GOAL OF THE EXERCISE:
Only the number is wanted: how many lines below contain "give"?

Stored data entries:
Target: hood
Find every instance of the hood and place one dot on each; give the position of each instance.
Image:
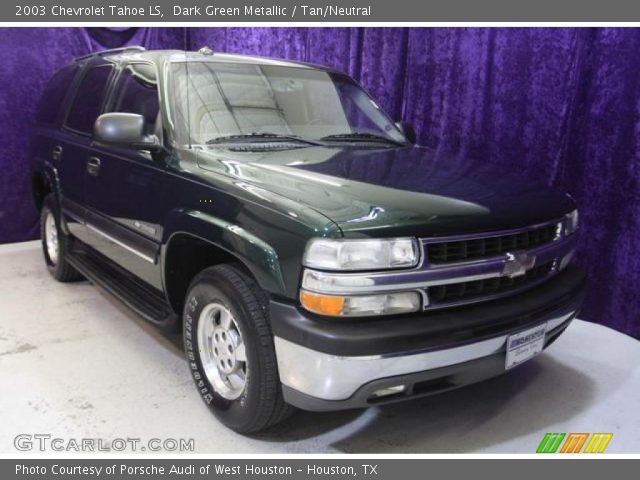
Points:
(396, 191)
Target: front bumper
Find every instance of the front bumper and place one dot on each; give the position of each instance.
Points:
(339, 364)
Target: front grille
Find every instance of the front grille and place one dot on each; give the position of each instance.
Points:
(463, 250)
(455, 292)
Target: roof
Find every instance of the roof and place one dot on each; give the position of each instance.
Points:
(159, 56)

SOLUTION FOR THIS PROBLEM:
4